Task details: In your reply, reproduce every line of the data without any alteration.

Records shown:
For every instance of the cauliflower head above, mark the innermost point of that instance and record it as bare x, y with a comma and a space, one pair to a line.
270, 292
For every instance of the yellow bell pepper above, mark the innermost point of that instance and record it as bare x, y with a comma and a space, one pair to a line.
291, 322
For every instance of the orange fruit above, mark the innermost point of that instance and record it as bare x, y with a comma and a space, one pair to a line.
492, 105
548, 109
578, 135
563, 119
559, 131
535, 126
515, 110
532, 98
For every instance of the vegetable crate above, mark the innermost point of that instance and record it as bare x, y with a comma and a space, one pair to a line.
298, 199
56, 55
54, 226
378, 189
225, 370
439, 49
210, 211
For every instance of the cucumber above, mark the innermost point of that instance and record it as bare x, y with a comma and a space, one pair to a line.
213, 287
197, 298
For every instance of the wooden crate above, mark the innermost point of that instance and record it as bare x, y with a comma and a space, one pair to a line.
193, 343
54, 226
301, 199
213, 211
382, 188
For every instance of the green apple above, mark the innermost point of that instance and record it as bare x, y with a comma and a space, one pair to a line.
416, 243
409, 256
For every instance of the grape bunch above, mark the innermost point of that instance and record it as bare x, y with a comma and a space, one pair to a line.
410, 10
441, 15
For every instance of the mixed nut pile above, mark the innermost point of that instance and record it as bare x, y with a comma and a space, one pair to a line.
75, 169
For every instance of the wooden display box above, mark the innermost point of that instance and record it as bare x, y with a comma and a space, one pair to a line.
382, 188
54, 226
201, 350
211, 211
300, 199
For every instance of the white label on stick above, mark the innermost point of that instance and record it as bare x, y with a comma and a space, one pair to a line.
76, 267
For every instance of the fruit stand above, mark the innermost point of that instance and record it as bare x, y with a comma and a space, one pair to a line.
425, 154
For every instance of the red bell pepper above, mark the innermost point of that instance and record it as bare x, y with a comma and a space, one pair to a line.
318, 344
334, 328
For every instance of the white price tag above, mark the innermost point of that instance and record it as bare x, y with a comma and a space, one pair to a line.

Output:
For every instance of the cauliflower head above, mark the innermost point of that instance and record it as bare x, y with a comma and a space, one pair to a line.
270, 292
For every instance of the yellow bell pepper above, mark the innermost point of that instance and record it as bare x, y with a comma and a space, one pair to a line.
291, 322
For every instance of the orange fruit above, mark the innermost point of that instance and record it as bare x, y with a comma and a space, one pair to a line.
492, 105
548, 109
578, 135
563, 119
559, 131
535, 126
515, 110
532, 98
For every instance of the vegetable crate above, mark the innermost point of that instance and record it as bare x, y with a comma and a space, one pair to a line.
298, 199
56, 55
54, 226
378, 189
225, 370
439, 49
210, 211
For every instance of the cucumber above, mark the innermost point of that instance and record it as bare x, y with a comma and a space, one pair to a line.
213, 287
197, 298
For every instance of the wooden crate above, mark the innermost point of that instance and record it as bare x, y with a comma and a space, one pair to a line.
193, 343
54, 226
301, 199
213, 211
382, 188
For every instance of the green apple above, mark the innermost point of that instance and record it as bare x, y with a comma and a space, one pair to a line.
416, 243
409, 256
For every instance of the grape bunch above, mark the innermost point of that instance and record it as bare x, y with a comma and a space, one pair to a line.
410, 10
441, 15
For every instance of the mixed nut pile above, mark the innermost point of that instance and record it as bare x, y with a comma and a space, one pair to a line.
75, 169
For every instance of the wooden display box above, mark the innermost point of that instance and record it as bare x, y with a comma and a space, one pair to a line.
382, 188
54, 226
201, 350
211, 211
300, 199
For every instance of the white label on stick above, mark the innermost point of that instance and record it as bare x, y with a comma and a space, one pair to a line.
76, 267
For every instance of the fruit stand above, mark the innermost point of that instance and record it as bare x, y with a comma and a space, one pair to a line.
425, 154
For every instance of the red bell pepper above, mark the innermost point of that instance and record it as bare x, y with a comma and a space, one pair to a line.
318, 344
334, 328
For every instance of the white price tag above, mark the innermost point of that instance and record it as bare x, y with a comma and a space, one pair to a line.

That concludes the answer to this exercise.